* _Stated problem_:
Transcribe the records in full, keeping every character as it is.

* start Given records *

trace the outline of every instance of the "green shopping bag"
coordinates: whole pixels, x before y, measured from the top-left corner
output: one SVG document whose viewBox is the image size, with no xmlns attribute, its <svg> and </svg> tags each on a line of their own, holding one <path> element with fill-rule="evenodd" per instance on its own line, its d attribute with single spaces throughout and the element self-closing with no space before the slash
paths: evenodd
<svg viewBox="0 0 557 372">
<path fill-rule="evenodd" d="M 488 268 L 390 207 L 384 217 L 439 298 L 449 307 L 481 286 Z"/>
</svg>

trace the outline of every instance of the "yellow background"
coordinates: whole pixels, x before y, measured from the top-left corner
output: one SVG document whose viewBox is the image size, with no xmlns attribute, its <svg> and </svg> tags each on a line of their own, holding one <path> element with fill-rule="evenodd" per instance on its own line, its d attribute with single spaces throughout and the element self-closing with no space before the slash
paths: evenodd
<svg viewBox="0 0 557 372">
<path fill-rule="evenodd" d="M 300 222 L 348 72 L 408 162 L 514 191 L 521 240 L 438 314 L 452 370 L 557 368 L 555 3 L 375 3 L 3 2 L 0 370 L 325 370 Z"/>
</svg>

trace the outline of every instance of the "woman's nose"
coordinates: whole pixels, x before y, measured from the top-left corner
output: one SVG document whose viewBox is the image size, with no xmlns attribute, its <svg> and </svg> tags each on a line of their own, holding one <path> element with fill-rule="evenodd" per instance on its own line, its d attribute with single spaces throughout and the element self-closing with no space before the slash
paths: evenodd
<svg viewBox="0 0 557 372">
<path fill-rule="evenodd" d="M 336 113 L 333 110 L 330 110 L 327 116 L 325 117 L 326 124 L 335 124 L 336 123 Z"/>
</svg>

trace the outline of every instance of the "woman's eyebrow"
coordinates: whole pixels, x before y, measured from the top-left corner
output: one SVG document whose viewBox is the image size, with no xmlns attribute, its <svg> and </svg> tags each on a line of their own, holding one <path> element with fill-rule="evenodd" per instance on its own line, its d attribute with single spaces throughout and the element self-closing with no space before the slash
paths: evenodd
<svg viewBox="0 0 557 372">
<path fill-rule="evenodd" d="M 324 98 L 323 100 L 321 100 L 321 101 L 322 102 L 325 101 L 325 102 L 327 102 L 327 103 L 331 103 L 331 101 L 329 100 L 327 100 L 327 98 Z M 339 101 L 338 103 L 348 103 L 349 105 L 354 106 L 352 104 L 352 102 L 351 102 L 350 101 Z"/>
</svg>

* end Given records *

* _Response_:
trace the outline of every instance of the "green shopping bag"
coordinates: whole pixels, x before y, measured from the top-left corner
output: one SVG document whose viewBox is the image size, with no xmlns attribute, its <svg> and </svg> tags each on a line of their own, holding one <path> element with fill-rule="evenodd" per instance on its own line, its d attribute with single spaces throughout and the element self-closing with no space before the slash
paths: evenodd
<svg viewBox="0 0 557 372">
<path fill-rule="evenodd" d="M 488 268 L 390 207 L 384 217 L 439 298 L 449 307 L 481 286 Z"/>
</svg>

trace the outline of every instance of the "yellow background"
coordinates: whole pixels, x before y, measured from the top-left corner
output: one SVG document whose viewBox is the image size, with no xmlns attribute, its <svg> and </svg> tags each on a line of their own, holding one <path> element with fill-rule="evenodd" per instance on its own line, its d attribute with single spaces throughout and the element self-closing with no space before the slash
paths: evenodd
<svg viewBox="0 0 557 372">
<path fill-rule="evenodd" d="M 300 222 L 348 72 L 408 162 L 514 191 L 521 240 L 438 314 L 452 370 L 557 368 L 555 3 L 375 3 L 3 2 L 0 370 L 325 370 Z"/>
</svg>

trace the outline of every instance of the "woman's nose"
coordinates: whole pixels, x before y, measured from the top-left corner
output: one SVG document whose viewBox is the image size, with no xmlns attribute, its <svg> and </svg> tags each on a line of their own, holding one <path> element with fill-rule="evenodd" per instance on its own line, its d attribute with single spaces throughout and the element self-closing with no space before the slash
paths: evenodd
<svg viewBox="0 0 557 372">
<path fill-rule="evenodd" d="M 336 113 L 333 110 L 330 110 L 327 116 L 325 117 L 326 124 L 335 124 L 336 123 Z"/>
</svg>

trace the outline of every instance of the "woman's eyebrow"
coordinates: whole pixels, x before y, measured from the top-left corner
output: one SVG document whose viewBox is the image size, with no xmlns attribute, its <svg> and </svg> tags each on a line of their own, holding one <path> element with fill-rule="evenodd" per instance on its own line, its d attribute with single spaces throughout and the element self-closing with no space before the slash
paths: evenodd
<svg viewBox="0 0 557 372">
<path fill-rule="evenodd" d="M 324 98 L 323 100 L 321 100 L 321 101 L 322 102 L 325 101 L 325 102 L 327 102 L 327 103 L 331 103 L 331 101 L 329 100 L 327 100 L 327 98 Z M 339 101 L 338 103 L 348 103 L 349 105 L 354 106 L 352 104 L 352 102 L 351 102 L 350 101 Z"/>
</svg>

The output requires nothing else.